## The request
In the data below, find every line that contains the string "woman" and copy each of those lines in full. Count a match only when the letter case is the same.

#####

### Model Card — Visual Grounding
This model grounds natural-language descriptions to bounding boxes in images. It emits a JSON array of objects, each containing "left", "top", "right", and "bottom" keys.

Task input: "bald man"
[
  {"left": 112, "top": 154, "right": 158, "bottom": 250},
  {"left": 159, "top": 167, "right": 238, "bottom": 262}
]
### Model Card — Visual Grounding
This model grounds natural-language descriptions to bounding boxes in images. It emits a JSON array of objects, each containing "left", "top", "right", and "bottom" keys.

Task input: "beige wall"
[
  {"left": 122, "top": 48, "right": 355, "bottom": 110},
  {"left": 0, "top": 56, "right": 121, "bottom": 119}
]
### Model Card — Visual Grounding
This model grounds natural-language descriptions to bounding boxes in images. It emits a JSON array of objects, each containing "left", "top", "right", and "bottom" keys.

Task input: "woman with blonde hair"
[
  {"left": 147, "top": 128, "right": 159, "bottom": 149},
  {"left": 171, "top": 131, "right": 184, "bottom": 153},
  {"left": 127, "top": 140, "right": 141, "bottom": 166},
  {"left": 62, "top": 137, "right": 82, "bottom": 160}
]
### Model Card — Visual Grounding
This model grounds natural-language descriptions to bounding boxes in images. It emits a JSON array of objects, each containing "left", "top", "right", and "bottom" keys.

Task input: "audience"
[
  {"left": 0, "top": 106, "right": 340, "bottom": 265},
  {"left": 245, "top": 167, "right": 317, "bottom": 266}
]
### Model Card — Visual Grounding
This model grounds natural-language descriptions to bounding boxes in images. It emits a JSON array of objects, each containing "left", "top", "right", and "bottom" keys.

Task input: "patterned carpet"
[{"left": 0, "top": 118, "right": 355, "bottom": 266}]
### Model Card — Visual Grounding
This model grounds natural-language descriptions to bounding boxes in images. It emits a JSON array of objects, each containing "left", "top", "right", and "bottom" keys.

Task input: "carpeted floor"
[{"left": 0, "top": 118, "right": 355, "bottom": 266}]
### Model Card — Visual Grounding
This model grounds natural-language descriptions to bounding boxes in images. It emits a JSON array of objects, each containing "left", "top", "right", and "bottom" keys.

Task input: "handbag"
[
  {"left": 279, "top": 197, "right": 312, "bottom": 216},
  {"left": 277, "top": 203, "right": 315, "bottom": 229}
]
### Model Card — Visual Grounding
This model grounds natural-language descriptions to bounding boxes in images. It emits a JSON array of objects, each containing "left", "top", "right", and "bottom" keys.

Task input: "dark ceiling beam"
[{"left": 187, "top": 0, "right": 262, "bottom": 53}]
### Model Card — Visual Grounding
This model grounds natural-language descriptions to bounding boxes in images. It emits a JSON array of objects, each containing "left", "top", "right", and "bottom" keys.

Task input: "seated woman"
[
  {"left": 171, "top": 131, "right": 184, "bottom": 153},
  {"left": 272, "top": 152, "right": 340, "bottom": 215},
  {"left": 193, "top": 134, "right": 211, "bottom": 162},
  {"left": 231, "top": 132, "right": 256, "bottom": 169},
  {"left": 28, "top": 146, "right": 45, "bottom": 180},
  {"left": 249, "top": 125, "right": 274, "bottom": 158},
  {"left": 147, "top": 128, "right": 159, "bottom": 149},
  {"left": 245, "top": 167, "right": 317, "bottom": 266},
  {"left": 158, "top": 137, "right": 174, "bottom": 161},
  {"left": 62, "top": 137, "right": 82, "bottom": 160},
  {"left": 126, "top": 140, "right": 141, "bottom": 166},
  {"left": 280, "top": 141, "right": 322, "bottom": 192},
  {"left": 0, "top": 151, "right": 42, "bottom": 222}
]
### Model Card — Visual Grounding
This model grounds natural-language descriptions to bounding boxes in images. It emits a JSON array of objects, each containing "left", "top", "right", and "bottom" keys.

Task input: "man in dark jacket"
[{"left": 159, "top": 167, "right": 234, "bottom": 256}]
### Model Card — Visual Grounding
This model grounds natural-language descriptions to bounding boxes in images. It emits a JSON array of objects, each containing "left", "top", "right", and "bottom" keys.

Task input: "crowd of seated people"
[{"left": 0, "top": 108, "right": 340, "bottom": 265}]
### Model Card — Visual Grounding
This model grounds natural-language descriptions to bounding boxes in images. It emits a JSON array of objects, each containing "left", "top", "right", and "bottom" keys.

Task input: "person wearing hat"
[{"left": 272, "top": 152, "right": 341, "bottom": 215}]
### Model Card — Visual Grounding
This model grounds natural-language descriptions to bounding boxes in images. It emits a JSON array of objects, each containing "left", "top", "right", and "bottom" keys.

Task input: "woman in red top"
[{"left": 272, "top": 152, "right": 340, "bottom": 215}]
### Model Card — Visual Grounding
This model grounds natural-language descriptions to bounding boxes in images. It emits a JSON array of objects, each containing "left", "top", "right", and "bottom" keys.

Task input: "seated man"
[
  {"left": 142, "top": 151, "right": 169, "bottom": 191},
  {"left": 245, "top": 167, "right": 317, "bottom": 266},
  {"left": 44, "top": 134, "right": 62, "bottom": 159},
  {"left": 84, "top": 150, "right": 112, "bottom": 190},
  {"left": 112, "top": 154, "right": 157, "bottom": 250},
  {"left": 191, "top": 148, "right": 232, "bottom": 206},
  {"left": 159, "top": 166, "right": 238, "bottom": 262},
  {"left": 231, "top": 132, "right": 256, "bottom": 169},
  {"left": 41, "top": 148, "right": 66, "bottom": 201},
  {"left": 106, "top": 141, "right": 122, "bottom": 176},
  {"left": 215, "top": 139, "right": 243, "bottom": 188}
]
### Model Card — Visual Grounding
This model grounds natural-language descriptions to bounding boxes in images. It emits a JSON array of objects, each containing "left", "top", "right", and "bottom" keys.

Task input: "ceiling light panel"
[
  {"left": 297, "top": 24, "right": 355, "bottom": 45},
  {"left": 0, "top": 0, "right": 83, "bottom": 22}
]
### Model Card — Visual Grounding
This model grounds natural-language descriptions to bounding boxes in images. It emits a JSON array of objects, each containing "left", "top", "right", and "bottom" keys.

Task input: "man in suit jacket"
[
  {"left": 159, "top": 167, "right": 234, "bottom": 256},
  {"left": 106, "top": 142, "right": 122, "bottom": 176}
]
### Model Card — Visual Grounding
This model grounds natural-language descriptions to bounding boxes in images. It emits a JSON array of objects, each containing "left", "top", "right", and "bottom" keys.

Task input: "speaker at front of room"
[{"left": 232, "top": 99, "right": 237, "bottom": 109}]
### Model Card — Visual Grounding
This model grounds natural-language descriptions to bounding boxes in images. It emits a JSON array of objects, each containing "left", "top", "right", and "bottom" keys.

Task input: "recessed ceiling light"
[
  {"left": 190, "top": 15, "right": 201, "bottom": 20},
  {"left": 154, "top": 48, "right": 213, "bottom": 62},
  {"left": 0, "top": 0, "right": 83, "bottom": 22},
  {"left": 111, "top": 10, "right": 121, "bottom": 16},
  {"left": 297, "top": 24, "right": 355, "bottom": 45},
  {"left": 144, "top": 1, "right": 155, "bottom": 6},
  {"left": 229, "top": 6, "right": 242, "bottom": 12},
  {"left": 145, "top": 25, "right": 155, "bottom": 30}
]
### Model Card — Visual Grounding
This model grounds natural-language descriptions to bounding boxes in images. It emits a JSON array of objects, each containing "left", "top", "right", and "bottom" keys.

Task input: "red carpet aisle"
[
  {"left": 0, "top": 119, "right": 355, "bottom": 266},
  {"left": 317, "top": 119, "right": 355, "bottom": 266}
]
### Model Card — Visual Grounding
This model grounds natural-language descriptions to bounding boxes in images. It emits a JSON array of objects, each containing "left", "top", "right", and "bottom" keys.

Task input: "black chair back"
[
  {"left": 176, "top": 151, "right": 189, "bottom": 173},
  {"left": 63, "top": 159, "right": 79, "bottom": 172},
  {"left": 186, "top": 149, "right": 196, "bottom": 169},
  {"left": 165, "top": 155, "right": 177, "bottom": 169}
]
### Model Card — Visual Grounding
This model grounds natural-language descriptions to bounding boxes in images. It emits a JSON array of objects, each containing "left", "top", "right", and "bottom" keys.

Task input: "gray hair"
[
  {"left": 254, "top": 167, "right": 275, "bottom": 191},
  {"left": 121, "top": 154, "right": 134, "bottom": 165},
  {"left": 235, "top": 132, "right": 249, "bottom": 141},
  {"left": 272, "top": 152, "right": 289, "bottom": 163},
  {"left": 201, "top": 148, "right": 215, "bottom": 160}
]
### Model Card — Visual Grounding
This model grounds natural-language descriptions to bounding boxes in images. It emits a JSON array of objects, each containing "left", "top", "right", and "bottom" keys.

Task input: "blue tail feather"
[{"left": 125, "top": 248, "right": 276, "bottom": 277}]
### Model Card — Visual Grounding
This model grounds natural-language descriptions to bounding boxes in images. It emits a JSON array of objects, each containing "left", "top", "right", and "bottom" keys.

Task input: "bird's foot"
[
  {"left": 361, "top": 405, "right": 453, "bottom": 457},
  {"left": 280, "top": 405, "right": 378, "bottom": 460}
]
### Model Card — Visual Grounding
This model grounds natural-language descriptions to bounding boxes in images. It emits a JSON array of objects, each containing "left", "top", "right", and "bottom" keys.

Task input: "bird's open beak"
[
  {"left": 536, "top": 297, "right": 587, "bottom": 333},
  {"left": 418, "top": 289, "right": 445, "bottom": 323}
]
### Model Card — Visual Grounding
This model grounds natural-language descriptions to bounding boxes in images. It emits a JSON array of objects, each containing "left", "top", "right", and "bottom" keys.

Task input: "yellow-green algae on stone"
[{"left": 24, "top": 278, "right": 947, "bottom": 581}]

#####

## Expected answer
Task input: "woman with blonde hair"
Task input: "seated woman"
Task input: "woman in red top"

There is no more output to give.